Items from a data source:
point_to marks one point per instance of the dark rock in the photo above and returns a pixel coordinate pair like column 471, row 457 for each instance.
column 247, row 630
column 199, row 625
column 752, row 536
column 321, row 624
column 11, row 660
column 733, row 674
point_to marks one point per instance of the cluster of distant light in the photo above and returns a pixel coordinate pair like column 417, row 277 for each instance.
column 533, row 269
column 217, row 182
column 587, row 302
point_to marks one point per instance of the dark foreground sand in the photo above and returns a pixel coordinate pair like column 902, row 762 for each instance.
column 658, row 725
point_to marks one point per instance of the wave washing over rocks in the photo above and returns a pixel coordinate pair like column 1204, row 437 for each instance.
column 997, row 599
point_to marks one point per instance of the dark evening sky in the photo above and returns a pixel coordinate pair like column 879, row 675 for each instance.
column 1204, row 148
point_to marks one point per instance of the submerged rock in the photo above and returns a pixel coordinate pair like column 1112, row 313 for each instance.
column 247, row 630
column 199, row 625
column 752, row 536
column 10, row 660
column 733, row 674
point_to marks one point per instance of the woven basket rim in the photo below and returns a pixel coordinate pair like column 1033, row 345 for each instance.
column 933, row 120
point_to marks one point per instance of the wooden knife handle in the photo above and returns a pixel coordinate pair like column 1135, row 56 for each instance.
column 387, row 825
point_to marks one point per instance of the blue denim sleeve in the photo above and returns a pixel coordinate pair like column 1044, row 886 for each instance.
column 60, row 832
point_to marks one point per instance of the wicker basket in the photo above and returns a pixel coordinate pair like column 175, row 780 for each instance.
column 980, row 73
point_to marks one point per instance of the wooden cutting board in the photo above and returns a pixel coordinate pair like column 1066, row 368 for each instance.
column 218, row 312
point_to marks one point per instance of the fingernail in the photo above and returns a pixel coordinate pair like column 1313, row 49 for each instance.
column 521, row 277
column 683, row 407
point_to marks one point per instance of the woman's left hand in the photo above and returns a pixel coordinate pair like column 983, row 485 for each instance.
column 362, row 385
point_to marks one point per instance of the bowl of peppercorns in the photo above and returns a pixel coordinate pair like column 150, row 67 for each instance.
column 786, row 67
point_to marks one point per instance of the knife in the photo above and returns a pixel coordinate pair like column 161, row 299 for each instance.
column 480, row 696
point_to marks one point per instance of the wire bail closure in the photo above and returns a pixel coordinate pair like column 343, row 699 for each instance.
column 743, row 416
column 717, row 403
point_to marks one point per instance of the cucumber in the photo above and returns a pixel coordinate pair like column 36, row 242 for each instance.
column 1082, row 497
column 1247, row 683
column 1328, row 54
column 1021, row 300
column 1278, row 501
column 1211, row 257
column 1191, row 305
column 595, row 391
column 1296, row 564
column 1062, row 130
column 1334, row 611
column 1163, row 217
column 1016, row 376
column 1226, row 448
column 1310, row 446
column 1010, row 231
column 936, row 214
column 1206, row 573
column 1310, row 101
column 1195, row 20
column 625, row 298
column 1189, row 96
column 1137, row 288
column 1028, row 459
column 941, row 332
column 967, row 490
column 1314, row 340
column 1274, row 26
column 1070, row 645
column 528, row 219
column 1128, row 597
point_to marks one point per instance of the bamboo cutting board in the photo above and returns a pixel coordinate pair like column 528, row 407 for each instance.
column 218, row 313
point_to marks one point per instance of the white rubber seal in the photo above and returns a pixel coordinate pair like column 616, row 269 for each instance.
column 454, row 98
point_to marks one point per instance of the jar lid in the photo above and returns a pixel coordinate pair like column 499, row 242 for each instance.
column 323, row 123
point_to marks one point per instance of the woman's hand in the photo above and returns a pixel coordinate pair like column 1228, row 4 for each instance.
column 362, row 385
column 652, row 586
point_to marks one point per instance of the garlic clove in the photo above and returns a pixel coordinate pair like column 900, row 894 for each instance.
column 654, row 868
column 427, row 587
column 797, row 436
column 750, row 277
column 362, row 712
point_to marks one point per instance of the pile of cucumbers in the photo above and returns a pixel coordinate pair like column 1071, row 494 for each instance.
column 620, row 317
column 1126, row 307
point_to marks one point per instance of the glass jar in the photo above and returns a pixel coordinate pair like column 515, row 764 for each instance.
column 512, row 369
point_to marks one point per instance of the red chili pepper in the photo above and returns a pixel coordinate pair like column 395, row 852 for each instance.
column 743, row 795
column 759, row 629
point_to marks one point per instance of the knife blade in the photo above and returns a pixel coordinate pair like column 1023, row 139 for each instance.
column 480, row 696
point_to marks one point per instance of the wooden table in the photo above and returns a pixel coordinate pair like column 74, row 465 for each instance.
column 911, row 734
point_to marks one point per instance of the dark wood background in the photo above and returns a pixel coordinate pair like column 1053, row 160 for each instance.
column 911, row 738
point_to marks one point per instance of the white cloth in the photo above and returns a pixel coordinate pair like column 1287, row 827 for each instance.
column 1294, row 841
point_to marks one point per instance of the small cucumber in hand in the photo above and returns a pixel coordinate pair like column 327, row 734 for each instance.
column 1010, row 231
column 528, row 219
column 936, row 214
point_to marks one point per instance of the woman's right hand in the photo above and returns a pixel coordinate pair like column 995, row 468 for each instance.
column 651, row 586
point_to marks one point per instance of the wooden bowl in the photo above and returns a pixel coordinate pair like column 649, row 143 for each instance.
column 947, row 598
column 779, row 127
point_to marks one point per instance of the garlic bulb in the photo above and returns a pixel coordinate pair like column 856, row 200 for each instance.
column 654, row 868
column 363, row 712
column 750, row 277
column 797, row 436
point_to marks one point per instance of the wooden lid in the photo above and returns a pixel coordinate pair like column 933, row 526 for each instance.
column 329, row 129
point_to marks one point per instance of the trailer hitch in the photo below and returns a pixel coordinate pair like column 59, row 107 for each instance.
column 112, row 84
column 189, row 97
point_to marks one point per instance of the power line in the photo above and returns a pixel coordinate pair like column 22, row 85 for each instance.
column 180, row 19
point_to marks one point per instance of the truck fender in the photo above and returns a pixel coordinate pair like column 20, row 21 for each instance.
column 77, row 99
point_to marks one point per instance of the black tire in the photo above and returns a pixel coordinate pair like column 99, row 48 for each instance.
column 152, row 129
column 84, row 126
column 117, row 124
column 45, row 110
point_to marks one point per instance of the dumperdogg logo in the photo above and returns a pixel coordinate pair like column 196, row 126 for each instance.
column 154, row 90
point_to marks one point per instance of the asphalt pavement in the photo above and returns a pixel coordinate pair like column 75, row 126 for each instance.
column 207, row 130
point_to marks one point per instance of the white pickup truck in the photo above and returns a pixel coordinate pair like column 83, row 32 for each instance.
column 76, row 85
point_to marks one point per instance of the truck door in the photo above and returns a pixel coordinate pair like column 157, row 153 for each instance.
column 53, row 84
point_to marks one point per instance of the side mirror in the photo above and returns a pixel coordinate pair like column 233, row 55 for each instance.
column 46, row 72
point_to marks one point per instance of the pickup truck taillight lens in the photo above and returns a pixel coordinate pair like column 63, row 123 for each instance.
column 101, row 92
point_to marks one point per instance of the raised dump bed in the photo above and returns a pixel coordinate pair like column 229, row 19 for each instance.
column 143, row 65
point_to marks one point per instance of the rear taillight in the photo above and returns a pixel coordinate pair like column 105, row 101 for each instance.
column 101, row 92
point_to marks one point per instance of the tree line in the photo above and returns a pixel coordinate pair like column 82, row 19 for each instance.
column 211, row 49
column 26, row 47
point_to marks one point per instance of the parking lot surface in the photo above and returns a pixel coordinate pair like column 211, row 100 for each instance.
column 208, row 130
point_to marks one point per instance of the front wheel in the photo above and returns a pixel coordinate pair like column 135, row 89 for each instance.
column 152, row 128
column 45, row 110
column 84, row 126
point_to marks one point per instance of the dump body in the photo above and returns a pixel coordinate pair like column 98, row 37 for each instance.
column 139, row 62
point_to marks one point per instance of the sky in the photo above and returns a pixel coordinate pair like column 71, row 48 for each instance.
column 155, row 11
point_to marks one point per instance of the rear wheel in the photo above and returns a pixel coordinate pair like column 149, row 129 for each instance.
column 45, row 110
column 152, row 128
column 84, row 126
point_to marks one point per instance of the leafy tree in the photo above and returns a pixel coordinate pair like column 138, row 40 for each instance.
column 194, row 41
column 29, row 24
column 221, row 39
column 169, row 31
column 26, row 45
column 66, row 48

§ EXERCISE
Give the listing above, from its first line up to and including the line containing "column 658, row 725", as a JSON list of strings, with one string per line and blank lines omitted.

§ RESPONSE TO THE EXERCISE
[
  "point_to marks one point per instance of the dark rock in the photo above and returns a pixel coordinate pair like column 471, row 457 for each instance.",
  "column 247, row 630",
  "column 199, row 625",
  "column 752, row 536",
  "column 321, row 624",
  "column 11, row 660",
  "column 733, row 674",
  "point_to marks one point per instance of the cluster of distant light in the photo above and returns a pixel coordinate pair like column 417, row 277 for each instance.",
  "column 533, row 269",
  "column 217, row 182",
  "column 587, row 302",
  "point_to marks one point per instance of the dark foreground sand in the photo above and returns a pixel coordinate pair like column 902, row 762 for each instance.",
  "column 658, row 725"
]